**EXCERPTED TEXT**:
"""
Frontier County appears likely to join Lincoln County’s Unicameral district — along with one or two other counties — no matter the outcome of the special legislative redistricting session that starts Monday.

Less certain is whether the session’s result will force western Nebraska to watch one of its legislative seats depart for the Omaha area for the third time in 30 years.

The 49 lawmakers also must revise election districts for Nebraska Supreme Court judges, other statewide boards and the U.S. House of Representatives to account for 2020 U.S. census results.

Those other tasks will matter less to western Nebraskans, who live far from the 3rd Congressional District’s eastern border over which some of the partisan battles over House district lines will be fought.

But partisanship is all but certain to cloud the redistricting of America’s only officially nonpartisan state legislature, say the five senators who represent parts of The Telegraph’s traditional coverage area.

That can be seen in the “Republican” and “Democratic” labels unofficially applied to competing Unicameral maps set to be introduced after senators convene Monday.

“The next two weeks will be the most destructive in terms of friendships that we’ll have in the body,” predicted state Sen. Tom Brewer of Gordon.
"""
**PROVIDED INFORMATION**:
"""
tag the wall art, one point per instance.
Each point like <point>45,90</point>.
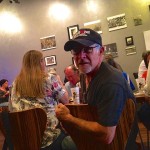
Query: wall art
<point>48,42</point>
<point>130,50</point>
<point>129,41</point>
<point>50,60</point>
<point>72,30</point>
<point>111,49</point>
<point>116,22</point>
<point>94,25</point>
<point>137,20</point>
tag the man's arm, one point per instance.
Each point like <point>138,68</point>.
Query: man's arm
<point>101,133</point>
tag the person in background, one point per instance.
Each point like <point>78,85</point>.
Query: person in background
<point>33,87</point>
<point>144,110</point>
<point>107,89</point>
<point>143,65</point>
<point>112,62</point>
<point>73,77</point>
<point>109,57</point>
<point>146,61</point>
<point>4,92</point>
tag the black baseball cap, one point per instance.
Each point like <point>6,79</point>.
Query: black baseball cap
<point>85,37</point>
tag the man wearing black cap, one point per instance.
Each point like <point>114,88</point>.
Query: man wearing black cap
<point>107,88</point>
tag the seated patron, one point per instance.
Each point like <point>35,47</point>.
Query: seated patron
<point>142,73</point>
<point>73,77</point>
<point>4,92</point>
<point>32,88</point>
<point>107,88</point>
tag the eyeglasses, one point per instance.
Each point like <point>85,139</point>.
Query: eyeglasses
<point>87,50</point>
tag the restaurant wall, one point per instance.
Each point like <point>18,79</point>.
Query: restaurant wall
<point>37,24</point>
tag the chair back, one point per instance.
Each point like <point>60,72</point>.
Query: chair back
<point>27,128</point>
<point>123,130</point>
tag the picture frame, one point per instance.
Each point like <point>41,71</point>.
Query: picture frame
<point>73,62</point>
<point>129,40</point>
<point>130,50</point>
<point>72,30</point>
<point>116,22</point>
<point>50,60</point>
<point>48,42</point>
<point>94,25</point>
<point>111,49</point>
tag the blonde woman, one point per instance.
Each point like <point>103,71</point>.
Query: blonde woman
<point>35,88</point>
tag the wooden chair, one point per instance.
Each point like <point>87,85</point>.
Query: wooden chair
<point>26,128</point>
<point>123,131</point>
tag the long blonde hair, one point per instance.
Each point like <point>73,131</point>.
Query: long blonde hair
<point>29,82</point>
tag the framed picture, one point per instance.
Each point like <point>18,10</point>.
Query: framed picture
<point>137,20</point>
<point>72,30</point>
<point>130,50</point>
<point>50,60</point>
<point>94,25</point>
<point>48,42</point>
<point>111,49</point>
<point>116,22</point>
<point>129,41</point>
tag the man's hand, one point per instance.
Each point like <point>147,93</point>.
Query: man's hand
<point>62,112</point>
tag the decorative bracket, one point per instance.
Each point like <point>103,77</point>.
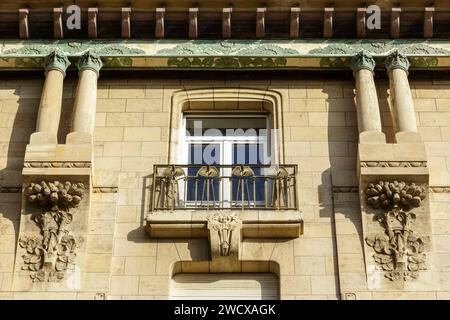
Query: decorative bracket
<point>225,238</point>
<point>400,250</point>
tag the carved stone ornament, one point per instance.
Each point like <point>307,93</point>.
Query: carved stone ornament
<point>362,60</point>
<point>224,224</point>
<point>90,60</point>
<point>56,60</point>
<point>399,250</point>
<point>396,60</point>
<point>53,252</point>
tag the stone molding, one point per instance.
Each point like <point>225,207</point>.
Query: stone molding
<point>332,54</point>
<point>362,60</point>
<point>396,60</point>
<point>57,164</point>
<point>105,189</point>
<point>56,60</point>
<point>90,61</point>
<point>393,164</point>
<point>10,189</point>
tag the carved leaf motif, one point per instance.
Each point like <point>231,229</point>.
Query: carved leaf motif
<point>55,240</point>
<point>387,194</point>
<point>397,243</point>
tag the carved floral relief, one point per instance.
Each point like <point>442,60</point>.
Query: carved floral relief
<point>53,251</point>
<point>400,250</point>
<point>224,224</point>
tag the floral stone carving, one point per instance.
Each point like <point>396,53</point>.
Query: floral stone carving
<point>399,250</point>
<point>224,224</point>
<point>53,252</point>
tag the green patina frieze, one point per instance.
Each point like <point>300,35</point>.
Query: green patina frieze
<point>226,62</point>
<point>227,48</point>
<point>379,48</point>
<point>226,54</point>
<point>101,48</point>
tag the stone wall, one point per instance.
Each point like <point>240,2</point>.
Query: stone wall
<point>132,134</point>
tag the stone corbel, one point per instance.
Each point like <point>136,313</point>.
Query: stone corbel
<point>224,233</point>
<point>401,246</point>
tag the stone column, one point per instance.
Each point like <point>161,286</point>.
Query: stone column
<point>83,124</point>
<point>401,99</point>
<point>368,111</point>
<point>49,112</point>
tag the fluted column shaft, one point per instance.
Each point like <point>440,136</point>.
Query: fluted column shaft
<point>49,113</point>
<point>85,103</point>
<point>397,66</point>
<point>368,111</point>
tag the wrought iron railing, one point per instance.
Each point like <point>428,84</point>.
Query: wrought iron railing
<point>213,187</point>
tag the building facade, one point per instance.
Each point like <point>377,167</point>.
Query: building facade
<point>186,150</point>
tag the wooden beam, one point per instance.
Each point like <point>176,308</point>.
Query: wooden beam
<point>260,22</point>
<point>159,27</point>
<point>226,22</point>
<point>361,22</point>
<point>193,20</point>
<point>428,22</point>
<point>92,22</point>
<point>126,23</point>
<point>395,22</point>
<point>57,23</point>
<point>295,23</point>
<point>328,22</point>
<point>23,24</point>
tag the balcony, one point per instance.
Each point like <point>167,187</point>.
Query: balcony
<point>264,197</point>
<point>230,187</point>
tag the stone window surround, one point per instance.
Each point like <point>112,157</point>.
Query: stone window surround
<point>270,98</point>
<point>192,223</point>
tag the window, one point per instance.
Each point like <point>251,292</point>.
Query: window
<point>225,146</point>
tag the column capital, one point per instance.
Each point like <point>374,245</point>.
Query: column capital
<point>396,60</point>
<point>90,60</point>
<point>362,60</point>
<point>56,60</point>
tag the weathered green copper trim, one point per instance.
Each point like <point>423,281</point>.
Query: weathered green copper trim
<point>91,61</point>
<point>56,60</point>
<point>396,60</point>
<point>362,60</point>
<point>227,54</point>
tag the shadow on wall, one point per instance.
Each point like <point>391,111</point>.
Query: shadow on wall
<point>19,106</point>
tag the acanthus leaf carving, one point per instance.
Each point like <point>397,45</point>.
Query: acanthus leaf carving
<point>53,251</point>
<point>224,225</point>
<point>400,251</point>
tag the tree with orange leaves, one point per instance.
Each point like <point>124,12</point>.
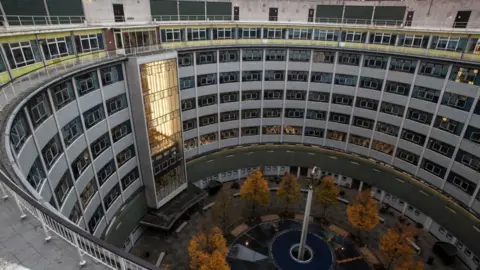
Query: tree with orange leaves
<point>208,250</point>
<point>410,265</point>
<point>362,214</point>
<point>289,190</point>
<point>255,190</point>
<point>326,193</point>
<point>396,248</point>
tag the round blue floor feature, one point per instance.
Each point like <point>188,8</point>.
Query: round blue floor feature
<point>321,253</point>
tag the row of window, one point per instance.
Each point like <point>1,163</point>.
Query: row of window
<point>456,44</point>
<point>39,109</point>
<point>28,52</point>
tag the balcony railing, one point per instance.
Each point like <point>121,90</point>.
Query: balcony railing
<point>35,20</point>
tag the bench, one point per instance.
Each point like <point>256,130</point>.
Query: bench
<point>208,206</point>
<point>180,228</point>
<point>343,200</point>
<point>412,243</point>
<point>160,259</point>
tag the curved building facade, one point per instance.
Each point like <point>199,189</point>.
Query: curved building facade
<point>113,111</point>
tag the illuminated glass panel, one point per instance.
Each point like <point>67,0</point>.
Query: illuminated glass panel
<point>162,113</point>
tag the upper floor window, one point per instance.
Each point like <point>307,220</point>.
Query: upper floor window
<point>39,108</point>
<point>62,94</point>
<point>185,59</point>
<point>128,179</point>
<point>94,115</point>
<point>125,155</point>
<point>303,34</point>
<point>433,69</point>
<point>274,75</point>
<point>19,131</point>
<point>373,61</point>
<point>349,59</point>
<point>299,55</point>
<point>391,108</point>
<point>223,33</point>
<point>111,74</point>
<point>325,35</point>
<point>51,151</point>
<point>348,80</point>
<point>197,34</point>
<point>229,56</point>
<point>187,82</point>
<point>72,131</point>
<point>229,77</point>
<point>252,54</point>
<point>207,79</point>
<point>297,76</point>
<point>87,82</point>
<point>80,163</point>
<point>449,43</point>
<point>465,75</point>
<point>88,43</point>
<point>63,188</point>
<point>323,57</point>
<point>457,101</point>
<point>172,35</point>
<point>56,47</point>
<point>403,65</point>
<point>121,130</point>
<point>206,57</point>
<point>249,33</point>
<point>274,33</point>
<point>36,175</point>
<point>275,55</point>
<point>116,104</point>
<point>371,83</point>
<point>252,76</point>
<point>427,94</point>
<point>416,41</point>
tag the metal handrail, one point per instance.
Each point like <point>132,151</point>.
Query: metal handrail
<point>85,243</point>
<point>26,20</point>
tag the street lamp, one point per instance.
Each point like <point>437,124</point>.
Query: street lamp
<point>306,217</point>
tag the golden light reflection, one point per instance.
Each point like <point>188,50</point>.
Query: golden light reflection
<point>162,105</point>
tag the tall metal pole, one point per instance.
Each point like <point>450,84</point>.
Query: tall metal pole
<point>306,219</point>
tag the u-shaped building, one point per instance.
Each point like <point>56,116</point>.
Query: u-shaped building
<point>115,111</point>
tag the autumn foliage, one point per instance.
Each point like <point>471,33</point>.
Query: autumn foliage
<point>255,191</point>
<point>396,249</point>
<point>326,193</point>
<point>289,190</point>
<point>362,214</point>
<point>222,213</point>
<point>208,250</point>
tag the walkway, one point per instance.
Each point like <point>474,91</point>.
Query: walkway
<point>23,246</point>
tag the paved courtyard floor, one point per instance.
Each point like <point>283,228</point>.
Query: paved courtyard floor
<point>175,245</point>
<point>23,246</point>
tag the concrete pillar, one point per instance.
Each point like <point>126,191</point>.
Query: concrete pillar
<point>404,209</point>
<point>427,224</point>
<point>360,187</point>
<point>382,196</point>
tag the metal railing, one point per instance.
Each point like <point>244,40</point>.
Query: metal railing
<point>83,242</point>
<point>24,20</point>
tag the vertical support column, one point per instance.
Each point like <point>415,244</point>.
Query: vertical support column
<point>404,209</point>
<point>22,214</point>
<point>360,187</point>
<point>427,224</point>
<point>79,250</point>
<point>2,187</point>
<point>44,226</point>
<point>382,196</point>
<point>306,220</point>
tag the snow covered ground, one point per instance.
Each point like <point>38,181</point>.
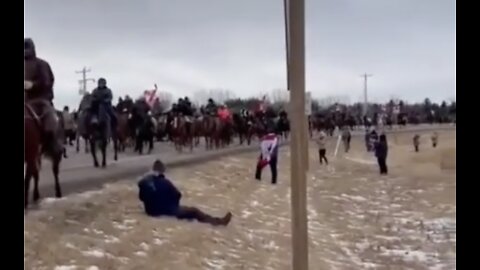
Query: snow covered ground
<point>357,219</point>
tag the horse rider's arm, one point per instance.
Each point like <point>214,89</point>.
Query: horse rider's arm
<point>108,96</point>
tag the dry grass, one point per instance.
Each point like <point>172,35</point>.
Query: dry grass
<point>357,219</point>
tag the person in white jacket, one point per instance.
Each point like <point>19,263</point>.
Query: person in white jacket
<point>268,156</point>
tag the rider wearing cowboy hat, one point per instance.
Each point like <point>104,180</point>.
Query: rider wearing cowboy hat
<point>38,86</point>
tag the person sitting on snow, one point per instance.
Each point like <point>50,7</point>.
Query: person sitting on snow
<point>161,198</point>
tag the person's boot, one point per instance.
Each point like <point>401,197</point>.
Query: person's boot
<point>225,220</point>
<point>51,146</point>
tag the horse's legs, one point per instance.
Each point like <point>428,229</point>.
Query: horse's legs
<point>36,193</point>
<point>103,148</point>
<point>56,170</point>
<point>93,150</point>
<point>86,145</point>
<point>31,167</point>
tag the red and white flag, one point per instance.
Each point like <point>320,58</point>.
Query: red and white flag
<point>150,96</point>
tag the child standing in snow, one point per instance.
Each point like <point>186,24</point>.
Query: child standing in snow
<point>416,142</point>
<point>434,139</point>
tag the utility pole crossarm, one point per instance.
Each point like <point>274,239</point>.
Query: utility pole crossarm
<point>365,93</point>
<point>84,80</point>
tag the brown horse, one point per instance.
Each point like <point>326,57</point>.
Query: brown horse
<point>32,155</point>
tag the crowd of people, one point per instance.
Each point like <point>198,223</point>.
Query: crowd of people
<point>159,196</point>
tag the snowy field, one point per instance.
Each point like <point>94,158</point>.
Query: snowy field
<point>357,218</point>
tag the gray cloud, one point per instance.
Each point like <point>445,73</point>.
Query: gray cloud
<point>186,45</point>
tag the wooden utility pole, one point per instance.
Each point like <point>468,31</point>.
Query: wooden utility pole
<point>365,93</point>
<point>84,80</point>
<point>295,29</point>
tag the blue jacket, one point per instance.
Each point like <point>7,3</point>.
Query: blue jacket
<point>381,149</point>
<point>159,195</point>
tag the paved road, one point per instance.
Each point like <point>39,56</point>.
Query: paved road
<point>78,174</point>
<point>356,219</point>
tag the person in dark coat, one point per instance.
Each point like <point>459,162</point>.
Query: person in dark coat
<point>38,89</point>
<point>102,96</point>
<point>381,151</point>
<point>161,198</point>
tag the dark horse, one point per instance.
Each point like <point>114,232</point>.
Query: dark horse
<point>32,155</point>
<point>81,120</point>
<point>144,132</point>
<point>99,130</point>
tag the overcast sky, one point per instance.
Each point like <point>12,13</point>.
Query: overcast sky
<point>187,45</point>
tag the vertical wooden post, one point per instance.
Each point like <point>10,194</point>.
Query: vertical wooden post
<point>296,70</point>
"""
**TASK LIST**:
[1] From the Nebraska redistricting article, extract the passage starting at "Those other tasks" and ending at "senators convene Monday.".
[2] In the Nebraska redistricting article, which county appears likely to join Lincoln County's Unicameral district?

**ANSWERS BELOW**:
[1]
Those other tasks will matter less to western Nebraskans, who live far from the 3rd Congressional District’s eastern border over which some of the partisan battles over House district lines will be fought.

But partisanship is all but certain to cloud the redistricting of America’s only officially nonpartisan state legislature, say the five senators who represent parts of The Telegraph’s traditional coverage area.

That can be seen in the “Republican” and “Democratic” labels unofficially applied to competing Unicameral maps set to be introduced after senators convene Monday.

[2] Frontier County